◆ Stored data entries ◆
-------

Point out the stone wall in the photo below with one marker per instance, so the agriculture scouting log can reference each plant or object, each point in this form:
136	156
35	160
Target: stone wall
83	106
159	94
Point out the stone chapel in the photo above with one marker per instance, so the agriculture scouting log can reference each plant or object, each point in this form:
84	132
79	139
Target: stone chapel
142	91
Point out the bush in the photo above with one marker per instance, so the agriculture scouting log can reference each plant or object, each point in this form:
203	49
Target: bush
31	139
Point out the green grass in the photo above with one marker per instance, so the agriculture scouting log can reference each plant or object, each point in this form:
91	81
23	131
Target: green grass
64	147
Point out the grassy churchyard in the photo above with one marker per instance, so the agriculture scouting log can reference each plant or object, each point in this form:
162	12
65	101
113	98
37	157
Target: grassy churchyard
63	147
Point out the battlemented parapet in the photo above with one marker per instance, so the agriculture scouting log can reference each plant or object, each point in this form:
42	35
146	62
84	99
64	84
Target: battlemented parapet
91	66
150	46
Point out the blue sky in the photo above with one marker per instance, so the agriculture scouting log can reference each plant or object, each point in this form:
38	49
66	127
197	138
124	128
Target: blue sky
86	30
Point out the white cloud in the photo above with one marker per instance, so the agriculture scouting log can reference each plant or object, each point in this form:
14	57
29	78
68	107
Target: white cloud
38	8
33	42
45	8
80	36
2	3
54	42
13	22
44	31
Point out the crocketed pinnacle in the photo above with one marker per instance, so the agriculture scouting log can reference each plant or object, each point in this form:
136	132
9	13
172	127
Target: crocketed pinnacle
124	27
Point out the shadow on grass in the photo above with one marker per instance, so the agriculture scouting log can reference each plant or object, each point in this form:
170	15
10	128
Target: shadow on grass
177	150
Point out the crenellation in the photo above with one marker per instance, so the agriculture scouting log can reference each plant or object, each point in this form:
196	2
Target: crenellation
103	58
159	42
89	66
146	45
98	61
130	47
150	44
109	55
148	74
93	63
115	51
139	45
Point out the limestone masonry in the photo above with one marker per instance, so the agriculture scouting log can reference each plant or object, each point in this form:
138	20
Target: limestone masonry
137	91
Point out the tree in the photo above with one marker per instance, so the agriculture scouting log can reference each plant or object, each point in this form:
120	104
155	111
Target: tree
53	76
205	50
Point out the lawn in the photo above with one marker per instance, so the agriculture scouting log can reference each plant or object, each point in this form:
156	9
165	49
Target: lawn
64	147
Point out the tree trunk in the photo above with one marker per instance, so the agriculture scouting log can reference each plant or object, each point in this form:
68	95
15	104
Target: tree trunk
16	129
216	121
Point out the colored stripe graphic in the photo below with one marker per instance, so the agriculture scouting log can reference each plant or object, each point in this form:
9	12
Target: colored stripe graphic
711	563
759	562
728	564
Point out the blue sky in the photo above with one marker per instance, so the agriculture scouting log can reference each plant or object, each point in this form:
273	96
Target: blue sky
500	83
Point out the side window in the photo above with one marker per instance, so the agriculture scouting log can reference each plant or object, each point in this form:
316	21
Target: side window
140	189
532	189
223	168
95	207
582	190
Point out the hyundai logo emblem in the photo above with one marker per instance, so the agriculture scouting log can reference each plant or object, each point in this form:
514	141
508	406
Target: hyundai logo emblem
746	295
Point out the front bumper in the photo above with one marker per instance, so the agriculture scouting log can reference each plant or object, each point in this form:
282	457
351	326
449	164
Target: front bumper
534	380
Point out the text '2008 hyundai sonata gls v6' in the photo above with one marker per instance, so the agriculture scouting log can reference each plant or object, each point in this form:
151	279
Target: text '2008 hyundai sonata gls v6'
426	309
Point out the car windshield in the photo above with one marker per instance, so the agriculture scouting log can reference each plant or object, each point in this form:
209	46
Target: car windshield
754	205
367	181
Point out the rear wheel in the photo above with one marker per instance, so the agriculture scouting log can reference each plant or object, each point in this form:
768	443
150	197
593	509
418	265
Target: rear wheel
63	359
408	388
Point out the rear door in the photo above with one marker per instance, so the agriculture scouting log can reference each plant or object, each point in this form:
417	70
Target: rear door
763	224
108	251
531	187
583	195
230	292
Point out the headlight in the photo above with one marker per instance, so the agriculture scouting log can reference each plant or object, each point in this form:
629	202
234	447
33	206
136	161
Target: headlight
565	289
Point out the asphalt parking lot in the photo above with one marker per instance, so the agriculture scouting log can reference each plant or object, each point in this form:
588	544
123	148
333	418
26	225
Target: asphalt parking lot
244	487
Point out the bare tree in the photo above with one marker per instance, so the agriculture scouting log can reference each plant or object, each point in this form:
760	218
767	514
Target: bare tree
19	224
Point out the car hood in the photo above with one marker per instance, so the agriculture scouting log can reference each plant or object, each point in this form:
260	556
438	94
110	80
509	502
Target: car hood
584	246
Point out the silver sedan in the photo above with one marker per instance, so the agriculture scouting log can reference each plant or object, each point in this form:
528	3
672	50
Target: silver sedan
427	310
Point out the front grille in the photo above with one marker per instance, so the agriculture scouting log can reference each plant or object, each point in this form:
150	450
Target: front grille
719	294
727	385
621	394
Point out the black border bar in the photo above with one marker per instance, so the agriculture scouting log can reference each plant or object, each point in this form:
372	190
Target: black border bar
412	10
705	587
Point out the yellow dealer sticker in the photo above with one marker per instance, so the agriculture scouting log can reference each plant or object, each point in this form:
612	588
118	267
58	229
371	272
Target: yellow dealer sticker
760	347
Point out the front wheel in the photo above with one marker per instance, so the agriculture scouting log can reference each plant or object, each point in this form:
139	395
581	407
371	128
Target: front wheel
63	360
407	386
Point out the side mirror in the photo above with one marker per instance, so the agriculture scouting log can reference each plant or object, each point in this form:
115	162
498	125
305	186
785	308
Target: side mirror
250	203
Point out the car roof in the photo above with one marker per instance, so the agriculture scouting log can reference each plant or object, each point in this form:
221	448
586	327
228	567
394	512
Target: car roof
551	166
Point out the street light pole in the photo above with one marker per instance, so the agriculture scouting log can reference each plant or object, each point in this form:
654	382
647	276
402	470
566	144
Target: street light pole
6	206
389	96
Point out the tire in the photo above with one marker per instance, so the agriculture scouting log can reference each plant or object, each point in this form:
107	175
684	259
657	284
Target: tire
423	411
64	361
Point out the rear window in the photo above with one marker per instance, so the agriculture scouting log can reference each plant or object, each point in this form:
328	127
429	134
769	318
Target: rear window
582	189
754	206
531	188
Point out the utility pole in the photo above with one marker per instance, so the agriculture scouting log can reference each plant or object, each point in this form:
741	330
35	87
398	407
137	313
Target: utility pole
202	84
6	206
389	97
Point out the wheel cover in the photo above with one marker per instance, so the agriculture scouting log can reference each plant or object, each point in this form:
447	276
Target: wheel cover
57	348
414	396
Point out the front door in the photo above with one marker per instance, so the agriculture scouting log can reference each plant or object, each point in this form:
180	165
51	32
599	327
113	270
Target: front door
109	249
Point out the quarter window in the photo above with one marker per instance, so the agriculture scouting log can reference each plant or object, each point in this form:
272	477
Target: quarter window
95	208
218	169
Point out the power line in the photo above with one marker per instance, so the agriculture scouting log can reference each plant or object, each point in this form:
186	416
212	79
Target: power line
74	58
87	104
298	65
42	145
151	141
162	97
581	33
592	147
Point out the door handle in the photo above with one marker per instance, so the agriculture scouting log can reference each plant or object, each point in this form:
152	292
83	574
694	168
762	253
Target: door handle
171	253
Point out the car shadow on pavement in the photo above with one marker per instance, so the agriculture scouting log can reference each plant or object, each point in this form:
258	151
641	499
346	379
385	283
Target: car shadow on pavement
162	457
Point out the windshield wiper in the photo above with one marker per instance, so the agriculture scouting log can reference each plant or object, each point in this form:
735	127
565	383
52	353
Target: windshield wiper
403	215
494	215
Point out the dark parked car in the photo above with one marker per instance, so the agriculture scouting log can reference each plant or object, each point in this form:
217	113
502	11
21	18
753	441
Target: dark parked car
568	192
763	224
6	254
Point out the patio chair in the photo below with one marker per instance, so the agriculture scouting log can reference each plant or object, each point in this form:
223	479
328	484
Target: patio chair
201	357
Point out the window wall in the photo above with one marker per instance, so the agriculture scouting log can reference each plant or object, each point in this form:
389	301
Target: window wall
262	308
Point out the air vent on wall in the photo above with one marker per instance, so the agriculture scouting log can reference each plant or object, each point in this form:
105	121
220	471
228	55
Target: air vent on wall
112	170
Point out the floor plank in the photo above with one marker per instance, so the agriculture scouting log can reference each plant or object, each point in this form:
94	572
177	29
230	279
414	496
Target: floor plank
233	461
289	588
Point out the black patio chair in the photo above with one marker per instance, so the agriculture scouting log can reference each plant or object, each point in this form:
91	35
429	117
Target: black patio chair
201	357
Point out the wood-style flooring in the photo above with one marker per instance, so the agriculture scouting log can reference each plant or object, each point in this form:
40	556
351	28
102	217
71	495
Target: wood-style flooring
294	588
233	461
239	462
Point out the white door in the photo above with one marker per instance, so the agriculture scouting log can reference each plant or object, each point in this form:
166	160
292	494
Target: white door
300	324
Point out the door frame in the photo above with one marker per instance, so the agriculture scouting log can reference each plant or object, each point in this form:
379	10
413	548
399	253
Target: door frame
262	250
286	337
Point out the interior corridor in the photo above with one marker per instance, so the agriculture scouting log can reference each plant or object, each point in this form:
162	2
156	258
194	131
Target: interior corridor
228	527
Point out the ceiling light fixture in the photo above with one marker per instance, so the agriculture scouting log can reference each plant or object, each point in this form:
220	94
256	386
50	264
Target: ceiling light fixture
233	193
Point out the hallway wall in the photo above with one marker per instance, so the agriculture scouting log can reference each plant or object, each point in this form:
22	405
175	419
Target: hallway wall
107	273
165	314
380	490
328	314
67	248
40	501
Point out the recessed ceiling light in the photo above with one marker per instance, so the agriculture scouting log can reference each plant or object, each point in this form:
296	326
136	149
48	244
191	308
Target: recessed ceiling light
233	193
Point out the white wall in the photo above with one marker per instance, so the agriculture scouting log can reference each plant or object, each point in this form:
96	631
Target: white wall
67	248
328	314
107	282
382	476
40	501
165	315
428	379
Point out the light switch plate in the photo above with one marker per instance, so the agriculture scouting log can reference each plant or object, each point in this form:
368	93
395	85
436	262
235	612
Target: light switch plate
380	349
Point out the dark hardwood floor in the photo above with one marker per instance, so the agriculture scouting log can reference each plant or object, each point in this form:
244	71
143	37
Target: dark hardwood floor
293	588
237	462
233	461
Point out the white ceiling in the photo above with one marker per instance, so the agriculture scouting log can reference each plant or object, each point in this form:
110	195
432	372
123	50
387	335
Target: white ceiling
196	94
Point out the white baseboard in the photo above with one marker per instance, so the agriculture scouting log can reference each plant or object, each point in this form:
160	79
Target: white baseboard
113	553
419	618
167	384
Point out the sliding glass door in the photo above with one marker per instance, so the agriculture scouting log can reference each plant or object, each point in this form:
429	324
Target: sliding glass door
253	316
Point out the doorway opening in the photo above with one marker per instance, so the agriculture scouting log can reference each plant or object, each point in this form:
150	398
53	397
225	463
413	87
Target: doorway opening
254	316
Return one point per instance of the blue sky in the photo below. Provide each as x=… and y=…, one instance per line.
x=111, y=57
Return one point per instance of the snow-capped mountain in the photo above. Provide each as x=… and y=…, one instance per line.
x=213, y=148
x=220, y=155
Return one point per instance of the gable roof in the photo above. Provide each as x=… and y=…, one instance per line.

-------

◆ TASK OBJECTIVE ◆
Find the line containing "Point out the dark hardwood". Reproduce it exactly, along with every line after it through the last.

◆ RESULT OF THIS EXERCISE ◆
Point out the dark hardwood floor in the photo above with one marker per instance, so the agriculture scouting log can reference each plant or object, each point in this form:
244	71
143	37
Target: dark hardwood floor
293	588
237	462
233	461
Point out the white ceiling in the photo above with one marker per instance, so the agriculture scouting log can reference each plant or object, each point in this form:
110	195
432	372
123	50
387	335
Target: white ceiling
196	94
Point out the white baseboard in the photo above with one marker per instance, so the agriculture scouting log can reference each plant or object, each point in this form:
160	79
Target: white baseboard
113	553
419	618
167	384
Point out the sliding glass door in the photo above with one marker per instance, so the agriculture scouting log can reference each plant or object, each point in this form:
429	324
Target: sliding glass door
253	316
Point out the doorway opening in the photo above with one marker per instance, so the agriculture scouting log can reference each plant or object, each point in this form:
150	398
53	397
225	463
413	87
Target: doorway opening
254	316
Return one point per instance of the blue sky in the photo below. Provide each as x=… and y=…, one instance per line.
x=111, y=57
Return one point per instance of the snow-capped mountain in the photo above. Provide each as x=… and y=…, one instance per line.
x=213, y=148
x=220, y=155
Return one point per instance of the gable roof in the photo above. Provide each as x=… and y=…, one instance per line.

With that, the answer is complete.